■ **RECORDS SHOWN**
BEGIN

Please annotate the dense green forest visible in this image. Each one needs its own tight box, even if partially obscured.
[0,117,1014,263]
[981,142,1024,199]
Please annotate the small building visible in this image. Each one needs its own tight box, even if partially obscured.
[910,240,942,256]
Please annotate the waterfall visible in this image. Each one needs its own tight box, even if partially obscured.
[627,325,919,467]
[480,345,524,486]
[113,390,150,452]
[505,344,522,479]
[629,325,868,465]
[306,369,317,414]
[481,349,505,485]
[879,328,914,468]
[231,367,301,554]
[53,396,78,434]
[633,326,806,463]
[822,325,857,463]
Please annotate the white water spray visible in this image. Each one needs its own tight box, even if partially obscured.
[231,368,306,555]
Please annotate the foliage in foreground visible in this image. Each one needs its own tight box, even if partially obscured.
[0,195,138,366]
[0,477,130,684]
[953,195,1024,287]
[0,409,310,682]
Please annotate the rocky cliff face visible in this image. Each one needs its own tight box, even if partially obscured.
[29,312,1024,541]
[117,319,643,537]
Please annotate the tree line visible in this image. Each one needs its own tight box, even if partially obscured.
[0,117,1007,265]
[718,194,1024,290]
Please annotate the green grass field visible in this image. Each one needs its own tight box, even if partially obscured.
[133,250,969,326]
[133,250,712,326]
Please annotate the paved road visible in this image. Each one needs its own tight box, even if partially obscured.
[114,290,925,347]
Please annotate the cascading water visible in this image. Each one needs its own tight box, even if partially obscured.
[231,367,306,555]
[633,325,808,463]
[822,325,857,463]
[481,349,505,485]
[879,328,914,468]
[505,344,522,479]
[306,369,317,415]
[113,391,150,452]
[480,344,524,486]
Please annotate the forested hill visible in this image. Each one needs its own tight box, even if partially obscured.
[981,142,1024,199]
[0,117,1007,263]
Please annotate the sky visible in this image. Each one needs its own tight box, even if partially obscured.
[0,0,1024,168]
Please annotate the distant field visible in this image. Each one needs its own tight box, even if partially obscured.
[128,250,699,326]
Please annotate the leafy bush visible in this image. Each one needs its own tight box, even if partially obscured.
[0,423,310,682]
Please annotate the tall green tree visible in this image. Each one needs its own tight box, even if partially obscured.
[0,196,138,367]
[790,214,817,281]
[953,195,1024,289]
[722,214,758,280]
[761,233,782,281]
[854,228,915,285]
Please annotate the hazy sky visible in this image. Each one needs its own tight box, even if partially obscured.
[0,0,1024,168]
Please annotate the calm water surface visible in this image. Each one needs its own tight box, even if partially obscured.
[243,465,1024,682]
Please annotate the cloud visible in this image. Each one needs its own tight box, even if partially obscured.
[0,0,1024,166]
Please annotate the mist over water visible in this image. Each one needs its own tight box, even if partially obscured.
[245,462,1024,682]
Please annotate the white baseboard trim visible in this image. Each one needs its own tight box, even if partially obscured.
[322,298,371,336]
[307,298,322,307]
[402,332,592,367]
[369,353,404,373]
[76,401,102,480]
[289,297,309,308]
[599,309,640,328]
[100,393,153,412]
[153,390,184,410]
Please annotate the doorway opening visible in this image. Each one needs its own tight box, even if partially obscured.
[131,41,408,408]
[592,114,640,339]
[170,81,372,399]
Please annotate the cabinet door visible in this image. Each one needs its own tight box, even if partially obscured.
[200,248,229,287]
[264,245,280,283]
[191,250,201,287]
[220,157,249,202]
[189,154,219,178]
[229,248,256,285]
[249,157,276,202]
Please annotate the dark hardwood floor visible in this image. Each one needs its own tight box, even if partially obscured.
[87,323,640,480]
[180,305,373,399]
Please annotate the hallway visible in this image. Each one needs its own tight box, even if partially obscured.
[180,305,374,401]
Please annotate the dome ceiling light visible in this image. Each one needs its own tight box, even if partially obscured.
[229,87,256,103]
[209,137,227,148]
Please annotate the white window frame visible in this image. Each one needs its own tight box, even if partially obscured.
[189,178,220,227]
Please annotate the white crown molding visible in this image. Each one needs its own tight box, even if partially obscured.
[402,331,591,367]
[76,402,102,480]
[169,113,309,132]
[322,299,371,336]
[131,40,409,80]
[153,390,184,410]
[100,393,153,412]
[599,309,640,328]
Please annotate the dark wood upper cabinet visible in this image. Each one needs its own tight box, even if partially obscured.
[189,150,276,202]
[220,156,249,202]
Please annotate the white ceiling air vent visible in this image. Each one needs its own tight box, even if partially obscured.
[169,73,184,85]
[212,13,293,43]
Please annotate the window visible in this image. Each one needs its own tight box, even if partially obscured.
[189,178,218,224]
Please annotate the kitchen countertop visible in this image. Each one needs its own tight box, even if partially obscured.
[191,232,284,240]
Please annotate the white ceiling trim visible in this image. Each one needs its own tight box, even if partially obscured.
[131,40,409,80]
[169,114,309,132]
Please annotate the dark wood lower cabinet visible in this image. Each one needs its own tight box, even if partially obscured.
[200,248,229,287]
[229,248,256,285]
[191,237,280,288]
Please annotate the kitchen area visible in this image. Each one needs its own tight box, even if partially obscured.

END

■ **GOAL**
Pick out each line in the records that contains the string "trim", treating uppercase and lowercase letters as distinct.

■ **RESPONSE BELOW**
Please annotate the white baseboard trim visible in this image. Each one needs its own tight box, even if partially obscured.
Please annotate the white ceiling trim visible in this image. Each one needs its own tight box, even if partially obscured.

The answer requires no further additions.